_Request:_ Please copy the data between the lines holding "Pin each instance of the truck front" and "column 15, row 154", inclusive, swapping every "Response" for "Answer" and leaving everything else unchanged. Omit the pictures from your copy.

────

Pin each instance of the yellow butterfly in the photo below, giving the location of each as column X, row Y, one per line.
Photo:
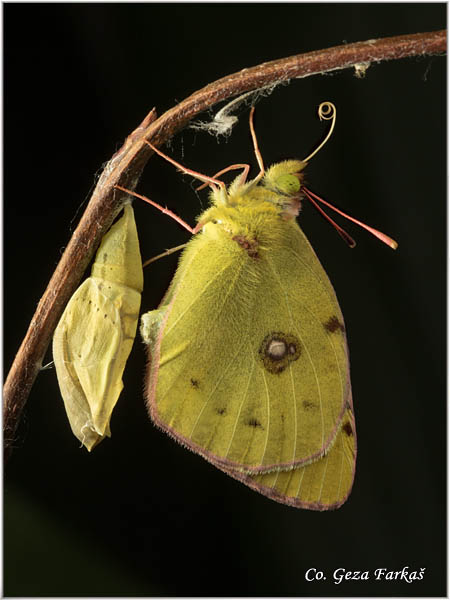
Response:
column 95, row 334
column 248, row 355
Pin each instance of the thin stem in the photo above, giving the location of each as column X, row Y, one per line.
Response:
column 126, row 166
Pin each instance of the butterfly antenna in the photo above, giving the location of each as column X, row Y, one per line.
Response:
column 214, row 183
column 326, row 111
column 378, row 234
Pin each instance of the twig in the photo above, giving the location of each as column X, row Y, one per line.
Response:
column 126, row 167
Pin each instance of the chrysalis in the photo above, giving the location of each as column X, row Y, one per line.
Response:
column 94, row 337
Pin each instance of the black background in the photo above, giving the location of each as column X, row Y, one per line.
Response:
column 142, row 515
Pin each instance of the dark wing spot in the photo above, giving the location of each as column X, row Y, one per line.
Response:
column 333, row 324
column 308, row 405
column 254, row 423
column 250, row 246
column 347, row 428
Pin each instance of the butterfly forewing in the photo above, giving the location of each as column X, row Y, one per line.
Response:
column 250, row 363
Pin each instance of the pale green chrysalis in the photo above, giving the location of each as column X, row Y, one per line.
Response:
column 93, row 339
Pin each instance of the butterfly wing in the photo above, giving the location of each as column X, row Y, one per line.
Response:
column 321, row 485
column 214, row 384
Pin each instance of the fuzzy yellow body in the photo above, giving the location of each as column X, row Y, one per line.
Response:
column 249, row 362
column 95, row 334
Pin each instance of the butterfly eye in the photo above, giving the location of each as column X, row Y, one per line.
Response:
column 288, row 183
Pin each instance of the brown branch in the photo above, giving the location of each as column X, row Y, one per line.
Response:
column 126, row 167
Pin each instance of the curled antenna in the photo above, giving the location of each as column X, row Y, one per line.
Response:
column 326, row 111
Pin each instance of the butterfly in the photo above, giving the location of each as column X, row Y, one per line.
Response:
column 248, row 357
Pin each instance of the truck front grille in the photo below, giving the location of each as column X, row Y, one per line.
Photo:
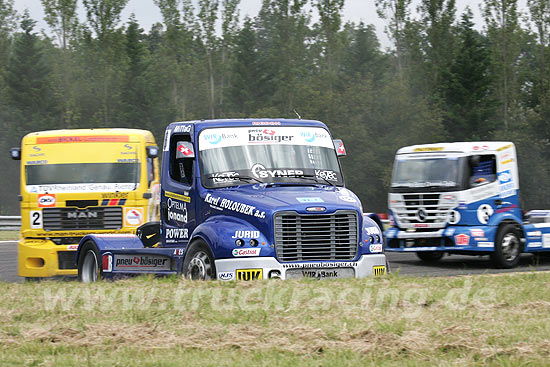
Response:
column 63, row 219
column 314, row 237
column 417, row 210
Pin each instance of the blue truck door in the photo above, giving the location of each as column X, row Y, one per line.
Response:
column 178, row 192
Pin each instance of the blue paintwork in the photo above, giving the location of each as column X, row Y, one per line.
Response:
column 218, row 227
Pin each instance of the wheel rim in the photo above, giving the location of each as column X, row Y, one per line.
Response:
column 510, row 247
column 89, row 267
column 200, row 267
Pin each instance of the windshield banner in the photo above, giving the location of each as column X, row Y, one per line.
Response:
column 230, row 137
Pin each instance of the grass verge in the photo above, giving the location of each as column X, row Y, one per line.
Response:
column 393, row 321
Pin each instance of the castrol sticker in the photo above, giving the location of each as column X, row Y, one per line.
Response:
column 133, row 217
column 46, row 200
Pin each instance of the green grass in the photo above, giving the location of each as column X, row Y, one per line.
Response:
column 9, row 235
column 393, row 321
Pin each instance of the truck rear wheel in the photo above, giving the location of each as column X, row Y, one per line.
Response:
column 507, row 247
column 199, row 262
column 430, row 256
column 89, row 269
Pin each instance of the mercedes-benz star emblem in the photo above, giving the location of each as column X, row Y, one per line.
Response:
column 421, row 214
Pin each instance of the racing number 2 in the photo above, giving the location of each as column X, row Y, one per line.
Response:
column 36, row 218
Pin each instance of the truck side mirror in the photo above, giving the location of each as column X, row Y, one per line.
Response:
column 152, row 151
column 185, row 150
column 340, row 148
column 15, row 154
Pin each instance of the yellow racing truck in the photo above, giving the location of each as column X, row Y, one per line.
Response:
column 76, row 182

────

_Solved exercise:_
Pin each instance of the truck front grille in the photo below, giving the location of each as column X, row Y, one per line.
Photo:
Answer:
column 63, row 219
column 314, row 237
column 417, row 210
Pin each instance of the blue truck door in the photo above, giving the location of each as column X, row Y, one per line.
Answer:
column 178, row 192
Pin each instance of the blue paintwork in the photo above, giving the location of each as column X, row Y, one per line.
Answer:
column 218, row 227
Pin each instance of the wheel rim in the photo above, giving the location of each as column X, row Y, one per line.
Answer:
column 510, row 247
column 89, row 267
column 200, row 267
Pin each instance of the windshield banner in the photo above, giving the location of each as column X, row Y, one per line.
Answer:
column 230, row 137
Pin each instance of the grass verge in the photo above, giving the location of each as column X, row Y, one per line.
Answer:
column 393, row 321
Pin each instance of the castrol sticker in the photo above, giving the location of each as column X, row Y, one per line.
Answer:
column 133, row 217
column 46, row 200
Pin each instance of the green grass in the photo above, giving the location of each as column X, row Y, one per line.
Answer:
column 9, row 235
column 393, row 321
Pin each instance of the truck rear wheel in the photo above, giving the location of each as column X, row Y, one per line.
Answer:
column 507, row 247
column 199, row 262
column 430, row 256
column 89, row 269
Pin each instance of the mercedes-benz star emblem in the photo above, giving the location of each as column X, row Y, one per line.
Answer:
column 421, row 214
Pin each instance of the racing number 2 in the photo above, giving the location of each as column X, row Y, one per line.
Answer:
column 36, row 218
Pin each instance of the truck side mirror in the photo above, giving the location of each as column X, row Y, one per line.
Answer:
column 152, row 151
column 185, row 150
column 340, row 148
column 15, row 154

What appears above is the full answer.